DOCUMENT SECTION:
▼▼▼

Fusion Rooftop: A seat at this indoor rooftop restaurant means sweeping views of both the ocean and island. The modern, lounge-like space is done up in blacks and whites, with retractable walls and fire pits that allow for eating “outside” in all weather. The global menu includes sushi, grilled piri piri shrimp, red Thai curry, smoked shrimp tagliatelle, and truffle mac and cheese.


Nishi Restaurant: Asia and the Caribbean combine at Nishi, where both jerk chicken and sushi share space on the menu. There are all sorts of maki, nigiri, and sushi rolls, as well as Thai prawn green curry, seafood pie, and a bacon cheeseburger. Globe lanterns, living walls, and trees decorate the elegant, multi-level Holetown space with live music.


St. Martin

The Northern part of St. Martin is full of world-class shopping and clothing-optional beaches — a result of being affiliated with France. Shopping is duty-free, and there are casinos to hit up, too. Beyond the white sand beaches with clear turquoise water, mountain hikes, nature reserves, and a butterfly farm are good outdoor activity options. Food in St. Martin shares many of the same ingredients and flavors as the rest of the Caribbean, though with a stronger focus on French techniques and dishes. Grand Case, in particular, is known for its high concentration of restaurants, ranging from fine-dining to “lolos,” or open-air barbecue stands.

Foie gras on a white plate

Foie gras | Photo credit: Bistrot Caraibes

Bistrot Caraibes: Classic French bistro fare is the focus of this Grand Case restaurant open for almost 30 years. Dishes run from onion soup and foie gras with mango sauce to bouillabaisse and crème brûlée. The chic space is done up in greys and white, with tablecloths and twinkling lights setting a slightly upscale tone.


Ocean 82: Sunset is the ideal time to visit Ocean 82, whose indoor-outdoor dining room overlooks the ocean and horizon beyond. Fittingly, seafood is the food focus here, with dishes from lobster thermidor and sesame-crusted tuna steak to mahi mahi tartare trilogy and tuna spring rolls. Daily specials highlight the best seasonal offerings, like a lobster fettuccine or seafood salad. Wine is predominantly from France.



Aruba’s capital city Oranjestad is a colorful delight, full of Dutch colonial architecture in pastel hues. Shops, restaurants, museums, and more fill the city, as well as Wilhelmina Park on the waterfront and a hike to the top of 165-meter-tall volcanic rock formation Hooiberg for excellent views. There’s a lot to do in Aruba for outdoor lovers, including white-sand beaches, a cacti-filled national park, picturesque dunes with lighthouses, colorful scuba diving and snorkeling, and horseback riding. Culture is also strong on the island, where dance-filled festivals frequently occur. Aruban food is marked by colonization by Spain and the Netherlands, with signature dishes such as keri keri (white fish or shark stew), cabrito stoba (goat stew), and keshi yena (spicy chicken stew with dried fruit and nuts wrapped in melted gouda cheese).

▲▲▲

REQUEST A: Name each restaurant that the Caribbean travel text describes.
REQUEST B: Write the next part of the Caribbean travel text, starting after its final sentence about Aruban food.

Data records:
▼▼▼

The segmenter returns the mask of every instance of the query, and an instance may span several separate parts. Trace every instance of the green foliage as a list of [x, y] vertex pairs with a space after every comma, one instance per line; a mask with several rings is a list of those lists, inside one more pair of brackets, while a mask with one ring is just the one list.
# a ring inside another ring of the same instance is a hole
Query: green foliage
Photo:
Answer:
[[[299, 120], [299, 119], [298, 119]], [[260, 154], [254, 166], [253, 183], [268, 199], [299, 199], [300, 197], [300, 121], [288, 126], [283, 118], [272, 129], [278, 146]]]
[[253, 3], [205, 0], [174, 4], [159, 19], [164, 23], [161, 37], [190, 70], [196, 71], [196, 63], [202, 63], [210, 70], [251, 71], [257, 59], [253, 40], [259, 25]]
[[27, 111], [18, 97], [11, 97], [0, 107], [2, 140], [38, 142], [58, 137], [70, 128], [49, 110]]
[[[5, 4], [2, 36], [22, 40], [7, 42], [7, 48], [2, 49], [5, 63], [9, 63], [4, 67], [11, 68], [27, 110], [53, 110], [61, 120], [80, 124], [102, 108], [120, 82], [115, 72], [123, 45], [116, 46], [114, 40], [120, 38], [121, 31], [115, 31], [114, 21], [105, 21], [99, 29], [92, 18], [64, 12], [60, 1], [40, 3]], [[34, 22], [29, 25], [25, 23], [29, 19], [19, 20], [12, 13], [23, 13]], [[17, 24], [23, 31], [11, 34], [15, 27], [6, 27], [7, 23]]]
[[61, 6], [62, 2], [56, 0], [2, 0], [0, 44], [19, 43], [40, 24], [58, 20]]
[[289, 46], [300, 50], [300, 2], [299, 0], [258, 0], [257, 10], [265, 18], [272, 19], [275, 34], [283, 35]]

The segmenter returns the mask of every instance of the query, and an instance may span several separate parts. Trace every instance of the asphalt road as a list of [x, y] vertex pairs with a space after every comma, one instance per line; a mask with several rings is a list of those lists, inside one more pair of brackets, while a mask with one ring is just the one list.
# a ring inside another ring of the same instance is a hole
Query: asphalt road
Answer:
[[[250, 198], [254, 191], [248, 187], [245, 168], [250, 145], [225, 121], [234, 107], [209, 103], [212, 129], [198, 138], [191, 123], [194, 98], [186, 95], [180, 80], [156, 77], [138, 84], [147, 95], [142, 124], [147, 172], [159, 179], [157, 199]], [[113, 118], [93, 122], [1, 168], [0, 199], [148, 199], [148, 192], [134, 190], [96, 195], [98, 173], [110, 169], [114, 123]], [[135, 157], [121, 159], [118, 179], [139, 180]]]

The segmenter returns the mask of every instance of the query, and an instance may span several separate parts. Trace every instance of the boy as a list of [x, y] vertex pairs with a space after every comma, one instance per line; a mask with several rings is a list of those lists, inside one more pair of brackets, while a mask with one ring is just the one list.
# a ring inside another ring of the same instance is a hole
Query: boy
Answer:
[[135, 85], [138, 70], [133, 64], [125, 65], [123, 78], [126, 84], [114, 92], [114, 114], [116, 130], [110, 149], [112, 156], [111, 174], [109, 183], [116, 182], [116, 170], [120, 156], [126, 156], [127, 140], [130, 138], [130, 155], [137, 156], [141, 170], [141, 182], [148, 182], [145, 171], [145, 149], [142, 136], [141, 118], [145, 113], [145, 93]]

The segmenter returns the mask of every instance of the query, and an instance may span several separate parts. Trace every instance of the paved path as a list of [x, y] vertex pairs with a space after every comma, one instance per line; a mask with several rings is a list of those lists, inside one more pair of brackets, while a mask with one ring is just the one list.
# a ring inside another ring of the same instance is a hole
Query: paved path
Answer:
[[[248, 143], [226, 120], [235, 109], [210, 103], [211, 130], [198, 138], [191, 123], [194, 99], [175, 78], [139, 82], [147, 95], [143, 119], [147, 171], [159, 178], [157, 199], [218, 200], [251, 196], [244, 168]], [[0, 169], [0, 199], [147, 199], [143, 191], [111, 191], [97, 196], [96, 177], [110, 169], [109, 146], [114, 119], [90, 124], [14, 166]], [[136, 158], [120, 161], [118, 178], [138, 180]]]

▲▲▲

RESULT A: Fusion Rooftop, Nishi Restaurant, Bistrot Caraibes, Ocean 82

RESULT B:
Ceviche on a white plate

Ceviche | Photo credit: Kenny Theysen/Asi es mi Peru

Asi es mi Peru: Asi es mi Peru — Spanish for “this is my Peru” — brings exactly that to Aruba. The three-part restaurant, from Peruvian-born Roxanna Salinas, is split between a ceviche bar, a market with Peruvian crafts, and a more formal dining room. Food includes made-to-order ceviches and tiraditos, lomo saltado (stir-fried beef with vegetables and fries), aji de gallina (chicken with pecan sauce), arroz chaufa de mariscos (fried rice with seafood), and more.


Passions on the Beach: Located directly on the sand at Amsterdam Manor on Eagle Beach, Passions on the Beach is as tropical as it gets. Live music accompanies dinner, which is packed with fresh seafood and plenty of vegetarian options. Watermelon salad, tuna poke, coconut-breaded grouper, and surf and turf are just some of the dishes available, as well as beachy cocktails like caipirinhas and piña coladas.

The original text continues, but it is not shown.